--- Task prompt ---
Lines below that hold the word "grille" must be copied in full.

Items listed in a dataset

☆ ☆ ☆ ☆

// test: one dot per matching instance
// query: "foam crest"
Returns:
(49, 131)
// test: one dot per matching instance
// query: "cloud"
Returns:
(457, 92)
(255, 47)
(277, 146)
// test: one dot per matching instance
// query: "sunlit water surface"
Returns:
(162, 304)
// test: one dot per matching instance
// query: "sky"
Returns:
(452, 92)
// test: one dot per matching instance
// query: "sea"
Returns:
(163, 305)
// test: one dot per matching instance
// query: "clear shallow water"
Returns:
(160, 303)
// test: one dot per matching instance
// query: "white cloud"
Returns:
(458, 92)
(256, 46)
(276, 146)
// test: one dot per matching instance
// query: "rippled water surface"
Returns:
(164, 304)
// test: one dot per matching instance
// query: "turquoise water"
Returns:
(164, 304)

☆ ☆ ☆ ☆

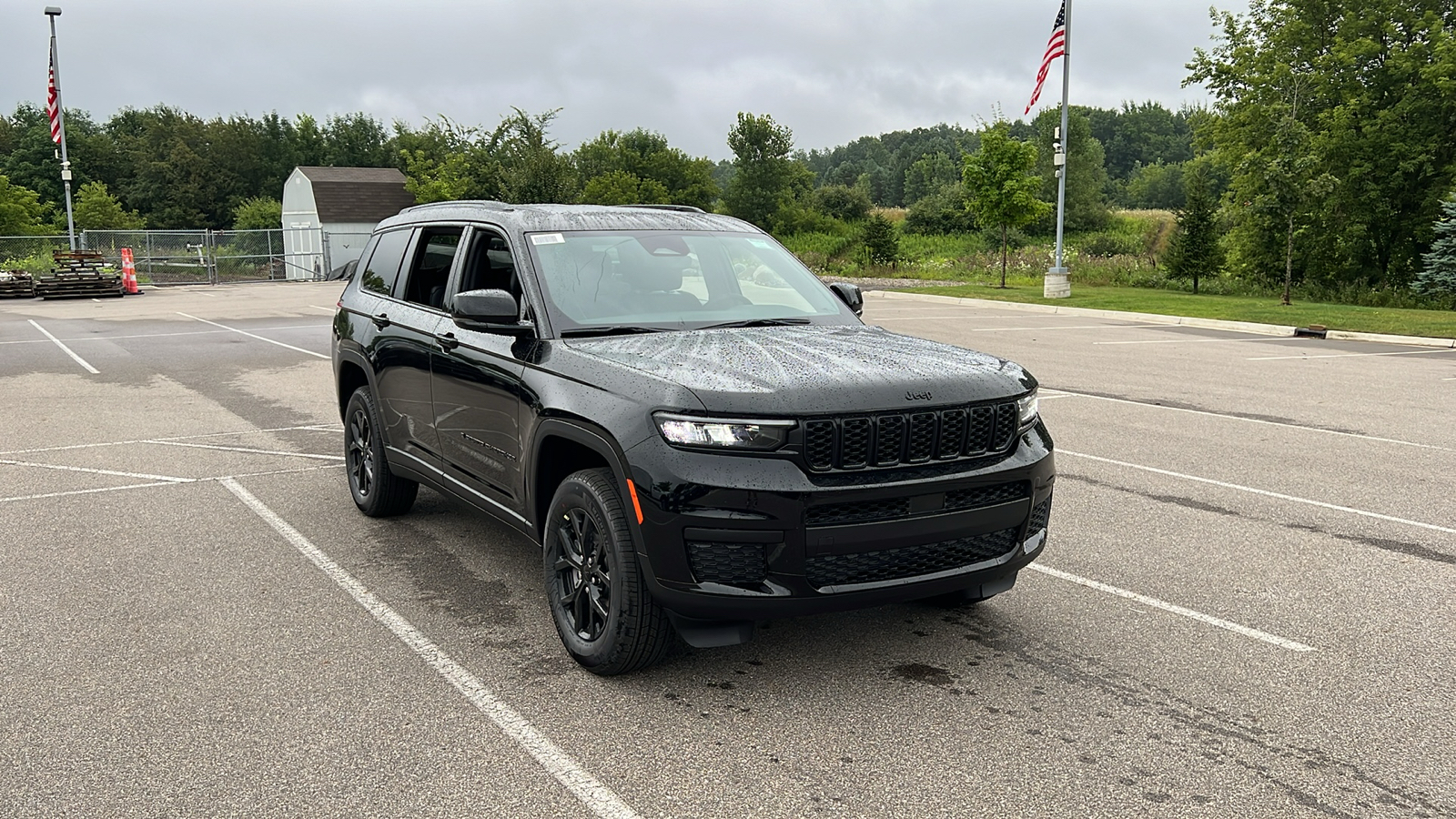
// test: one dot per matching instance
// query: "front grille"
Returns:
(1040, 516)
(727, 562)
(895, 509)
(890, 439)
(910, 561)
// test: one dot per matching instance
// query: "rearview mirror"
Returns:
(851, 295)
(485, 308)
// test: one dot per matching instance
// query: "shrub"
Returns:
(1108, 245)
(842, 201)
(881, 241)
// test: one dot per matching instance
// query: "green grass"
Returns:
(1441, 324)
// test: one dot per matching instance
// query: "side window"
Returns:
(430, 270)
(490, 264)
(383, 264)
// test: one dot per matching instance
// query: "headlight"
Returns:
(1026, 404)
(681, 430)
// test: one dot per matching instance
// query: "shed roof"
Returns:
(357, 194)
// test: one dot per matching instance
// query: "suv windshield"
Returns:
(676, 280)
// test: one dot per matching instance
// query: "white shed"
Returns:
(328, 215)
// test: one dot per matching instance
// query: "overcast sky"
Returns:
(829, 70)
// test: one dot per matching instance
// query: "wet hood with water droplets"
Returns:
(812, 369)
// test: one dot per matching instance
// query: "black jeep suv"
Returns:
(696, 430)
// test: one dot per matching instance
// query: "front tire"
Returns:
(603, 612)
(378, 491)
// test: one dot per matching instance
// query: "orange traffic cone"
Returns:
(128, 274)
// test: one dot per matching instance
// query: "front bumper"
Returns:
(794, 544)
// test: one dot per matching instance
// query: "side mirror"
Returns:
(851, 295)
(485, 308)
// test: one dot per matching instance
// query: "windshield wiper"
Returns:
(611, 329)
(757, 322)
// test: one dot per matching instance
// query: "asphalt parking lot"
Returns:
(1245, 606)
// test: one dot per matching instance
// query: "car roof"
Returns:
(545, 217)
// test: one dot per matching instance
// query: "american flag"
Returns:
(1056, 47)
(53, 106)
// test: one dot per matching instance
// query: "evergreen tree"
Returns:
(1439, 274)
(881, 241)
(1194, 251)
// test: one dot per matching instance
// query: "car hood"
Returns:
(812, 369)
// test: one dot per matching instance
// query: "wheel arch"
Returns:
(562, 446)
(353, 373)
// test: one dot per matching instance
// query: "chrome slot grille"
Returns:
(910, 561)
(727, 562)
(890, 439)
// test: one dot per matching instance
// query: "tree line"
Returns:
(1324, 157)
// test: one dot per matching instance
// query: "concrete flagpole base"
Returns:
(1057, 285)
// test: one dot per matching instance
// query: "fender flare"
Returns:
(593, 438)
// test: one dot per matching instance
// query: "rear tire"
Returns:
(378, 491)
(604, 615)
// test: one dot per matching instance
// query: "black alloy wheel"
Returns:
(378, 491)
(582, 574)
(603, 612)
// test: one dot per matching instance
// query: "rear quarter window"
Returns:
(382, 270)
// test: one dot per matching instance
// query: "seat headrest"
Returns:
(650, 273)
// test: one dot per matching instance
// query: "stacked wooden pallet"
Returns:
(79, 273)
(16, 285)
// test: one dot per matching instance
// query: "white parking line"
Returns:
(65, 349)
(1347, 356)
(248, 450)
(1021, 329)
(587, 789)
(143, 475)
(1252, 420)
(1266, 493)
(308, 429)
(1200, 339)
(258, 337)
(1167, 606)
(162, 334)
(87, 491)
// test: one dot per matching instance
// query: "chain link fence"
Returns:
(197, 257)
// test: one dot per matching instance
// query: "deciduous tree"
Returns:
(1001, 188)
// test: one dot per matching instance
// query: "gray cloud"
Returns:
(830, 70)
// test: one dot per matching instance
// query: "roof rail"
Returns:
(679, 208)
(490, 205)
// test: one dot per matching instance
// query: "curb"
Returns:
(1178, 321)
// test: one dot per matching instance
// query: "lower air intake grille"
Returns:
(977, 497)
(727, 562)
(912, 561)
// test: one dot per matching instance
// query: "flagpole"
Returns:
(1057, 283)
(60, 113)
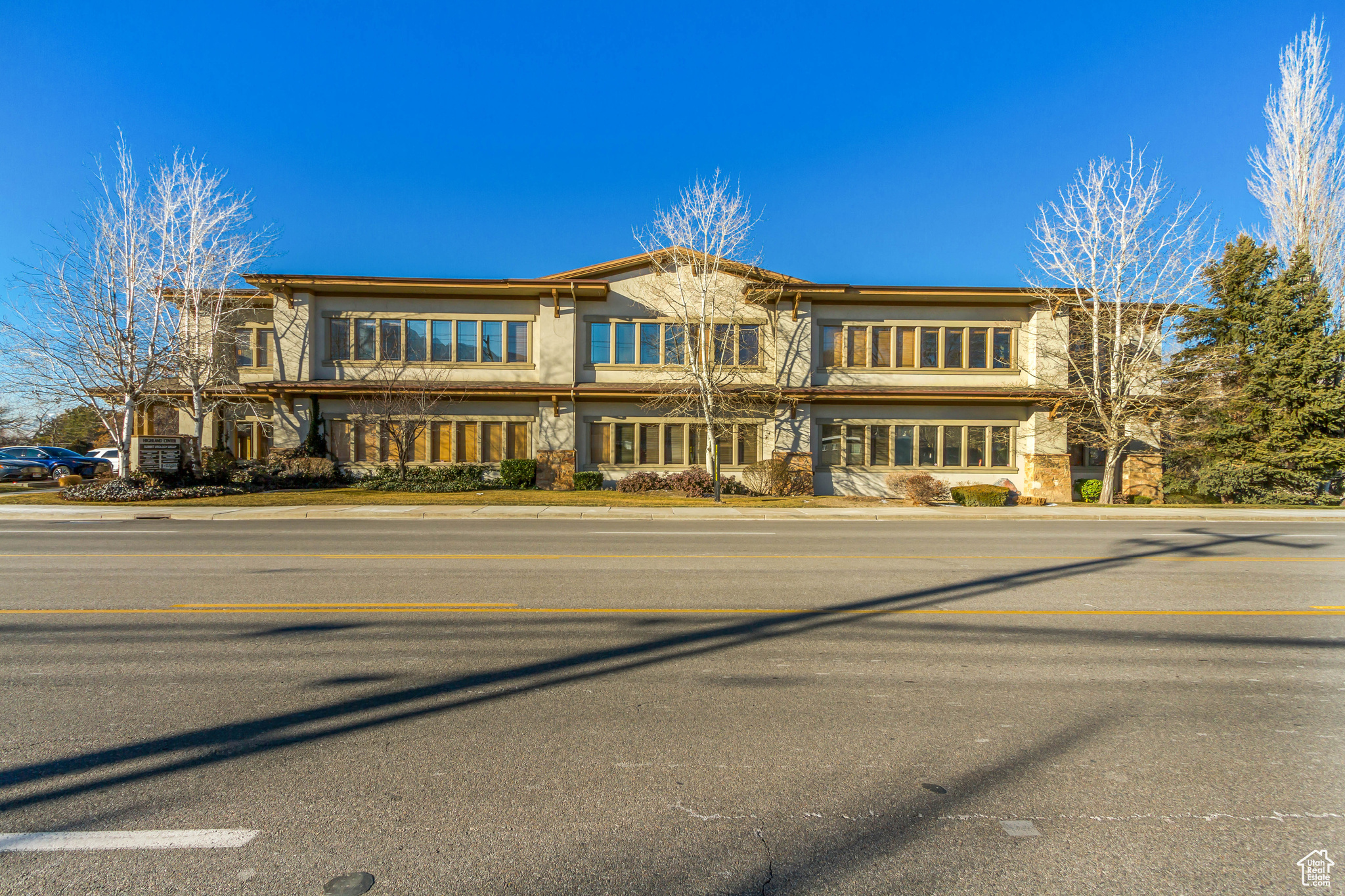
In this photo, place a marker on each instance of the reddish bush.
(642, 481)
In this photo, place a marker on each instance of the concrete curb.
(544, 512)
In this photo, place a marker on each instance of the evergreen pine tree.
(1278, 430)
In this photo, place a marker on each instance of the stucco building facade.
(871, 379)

☆ ☆ ☆ ☆

--- Task solution ---
// query: "front grille"
// query: "chrome slot grille"
// query: "lower air intake grille"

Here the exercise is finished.